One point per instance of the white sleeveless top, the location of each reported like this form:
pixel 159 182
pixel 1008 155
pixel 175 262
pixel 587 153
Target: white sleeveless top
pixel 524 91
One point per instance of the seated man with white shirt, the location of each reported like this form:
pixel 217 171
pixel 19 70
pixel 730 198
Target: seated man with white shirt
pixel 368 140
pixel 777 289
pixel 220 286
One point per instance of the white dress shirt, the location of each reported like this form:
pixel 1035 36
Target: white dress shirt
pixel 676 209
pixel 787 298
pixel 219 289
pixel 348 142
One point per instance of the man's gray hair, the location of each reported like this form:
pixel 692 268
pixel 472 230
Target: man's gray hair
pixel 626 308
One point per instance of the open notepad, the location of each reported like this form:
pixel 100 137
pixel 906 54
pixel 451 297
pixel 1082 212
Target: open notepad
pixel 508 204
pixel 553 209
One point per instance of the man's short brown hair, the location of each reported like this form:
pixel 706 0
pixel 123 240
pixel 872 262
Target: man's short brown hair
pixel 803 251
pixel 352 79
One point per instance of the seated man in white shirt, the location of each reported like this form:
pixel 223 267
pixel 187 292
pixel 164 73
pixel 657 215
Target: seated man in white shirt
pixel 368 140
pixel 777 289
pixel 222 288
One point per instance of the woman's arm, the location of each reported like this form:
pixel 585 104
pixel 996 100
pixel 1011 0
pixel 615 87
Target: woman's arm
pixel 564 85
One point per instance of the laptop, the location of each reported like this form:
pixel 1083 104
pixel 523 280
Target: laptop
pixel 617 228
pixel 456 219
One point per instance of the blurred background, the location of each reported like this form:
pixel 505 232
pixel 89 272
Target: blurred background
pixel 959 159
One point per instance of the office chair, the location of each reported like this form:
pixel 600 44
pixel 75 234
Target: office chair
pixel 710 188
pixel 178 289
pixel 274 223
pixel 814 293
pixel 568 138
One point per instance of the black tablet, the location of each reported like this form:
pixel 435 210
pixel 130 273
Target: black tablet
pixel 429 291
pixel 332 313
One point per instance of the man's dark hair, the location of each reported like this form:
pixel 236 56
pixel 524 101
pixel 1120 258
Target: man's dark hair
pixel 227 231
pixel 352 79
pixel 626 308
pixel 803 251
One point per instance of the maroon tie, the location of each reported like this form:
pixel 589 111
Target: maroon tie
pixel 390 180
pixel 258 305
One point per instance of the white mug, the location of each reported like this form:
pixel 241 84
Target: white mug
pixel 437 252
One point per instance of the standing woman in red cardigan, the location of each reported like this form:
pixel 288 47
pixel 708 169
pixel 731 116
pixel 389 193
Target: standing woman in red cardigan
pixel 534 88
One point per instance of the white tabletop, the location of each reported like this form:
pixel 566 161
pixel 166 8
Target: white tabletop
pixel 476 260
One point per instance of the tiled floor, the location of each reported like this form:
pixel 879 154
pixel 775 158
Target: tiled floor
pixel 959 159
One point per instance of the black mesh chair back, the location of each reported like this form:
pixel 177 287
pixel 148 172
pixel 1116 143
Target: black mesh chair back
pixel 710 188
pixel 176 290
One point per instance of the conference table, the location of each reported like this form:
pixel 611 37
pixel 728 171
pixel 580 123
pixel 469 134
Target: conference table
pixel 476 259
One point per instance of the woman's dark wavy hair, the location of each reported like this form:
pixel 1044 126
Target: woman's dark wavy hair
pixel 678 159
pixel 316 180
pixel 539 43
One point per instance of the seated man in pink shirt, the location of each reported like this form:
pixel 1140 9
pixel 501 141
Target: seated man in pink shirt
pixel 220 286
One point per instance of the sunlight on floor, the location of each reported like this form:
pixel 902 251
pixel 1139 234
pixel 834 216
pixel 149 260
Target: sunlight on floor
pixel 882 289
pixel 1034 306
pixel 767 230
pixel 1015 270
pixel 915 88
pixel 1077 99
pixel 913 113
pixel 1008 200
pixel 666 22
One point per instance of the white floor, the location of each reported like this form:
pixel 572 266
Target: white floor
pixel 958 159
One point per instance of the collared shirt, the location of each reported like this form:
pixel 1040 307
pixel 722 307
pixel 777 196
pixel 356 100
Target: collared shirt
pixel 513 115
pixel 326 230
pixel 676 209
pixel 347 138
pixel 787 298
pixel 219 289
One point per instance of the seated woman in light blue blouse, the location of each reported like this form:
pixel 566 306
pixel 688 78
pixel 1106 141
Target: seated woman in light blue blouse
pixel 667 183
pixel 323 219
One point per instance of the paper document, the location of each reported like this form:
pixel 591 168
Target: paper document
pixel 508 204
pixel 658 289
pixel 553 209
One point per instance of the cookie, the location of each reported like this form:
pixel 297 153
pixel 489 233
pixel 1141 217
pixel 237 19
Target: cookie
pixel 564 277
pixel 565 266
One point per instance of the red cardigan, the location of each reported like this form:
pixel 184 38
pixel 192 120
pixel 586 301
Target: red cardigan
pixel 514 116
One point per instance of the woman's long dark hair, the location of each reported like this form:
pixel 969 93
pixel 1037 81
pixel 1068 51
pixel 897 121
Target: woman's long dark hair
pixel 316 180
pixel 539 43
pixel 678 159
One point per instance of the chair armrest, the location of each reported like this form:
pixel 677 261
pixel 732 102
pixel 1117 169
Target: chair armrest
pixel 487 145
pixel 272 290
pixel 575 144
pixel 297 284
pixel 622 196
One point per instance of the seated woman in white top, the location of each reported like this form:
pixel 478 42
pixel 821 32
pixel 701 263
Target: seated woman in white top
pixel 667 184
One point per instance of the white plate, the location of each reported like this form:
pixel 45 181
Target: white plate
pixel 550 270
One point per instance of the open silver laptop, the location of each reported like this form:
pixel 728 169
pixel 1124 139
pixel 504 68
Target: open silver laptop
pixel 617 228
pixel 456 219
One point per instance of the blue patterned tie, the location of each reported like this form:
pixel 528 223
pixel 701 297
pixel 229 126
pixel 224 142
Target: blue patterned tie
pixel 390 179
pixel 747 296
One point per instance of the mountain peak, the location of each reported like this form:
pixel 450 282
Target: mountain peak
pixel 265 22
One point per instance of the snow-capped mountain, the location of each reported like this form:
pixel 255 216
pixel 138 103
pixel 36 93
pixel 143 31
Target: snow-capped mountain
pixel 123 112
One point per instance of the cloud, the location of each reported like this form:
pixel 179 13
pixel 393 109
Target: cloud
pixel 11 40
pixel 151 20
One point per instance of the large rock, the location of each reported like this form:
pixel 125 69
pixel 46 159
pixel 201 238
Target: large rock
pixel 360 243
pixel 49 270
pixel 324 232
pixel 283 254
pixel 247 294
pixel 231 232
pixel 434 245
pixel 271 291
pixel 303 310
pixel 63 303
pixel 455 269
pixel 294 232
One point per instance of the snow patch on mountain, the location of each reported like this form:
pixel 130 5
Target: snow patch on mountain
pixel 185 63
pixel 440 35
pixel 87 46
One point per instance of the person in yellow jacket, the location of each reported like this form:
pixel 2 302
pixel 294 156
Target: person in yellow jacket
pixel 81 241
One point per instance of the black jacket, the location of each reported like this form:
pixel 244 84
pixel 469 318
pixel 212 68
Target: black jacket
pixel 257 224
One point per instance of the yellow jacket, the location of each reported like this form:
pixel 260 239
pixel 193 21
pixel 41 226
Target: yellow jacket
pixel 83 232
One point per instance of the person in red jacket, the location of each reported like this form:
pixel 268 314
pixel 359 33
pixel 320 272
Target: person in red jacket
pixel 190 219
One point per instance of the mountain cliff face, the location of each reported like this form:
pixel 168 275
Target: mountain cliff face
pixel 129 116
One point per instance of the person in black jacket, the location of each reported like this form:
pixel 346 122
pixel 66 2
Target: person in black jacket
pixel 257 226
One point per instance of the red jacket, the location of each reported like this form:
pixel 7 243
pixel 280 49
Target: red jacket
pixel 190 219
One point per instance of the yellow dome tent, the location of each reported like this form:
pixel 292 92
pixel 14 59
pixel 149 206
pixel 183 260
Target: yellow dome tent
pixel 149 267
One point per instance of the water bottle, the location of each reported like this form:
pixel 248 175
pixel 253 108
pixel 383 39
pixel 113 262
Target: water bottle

_ _ _ _ _ _ _

* **WHAT IS NEEDED**
Search the material for the string "bottle" and show every line that has it.

* **YOUR RESPONSE**
One point per instance of the water bottle, the location of each reported like this form:
Target: water bottle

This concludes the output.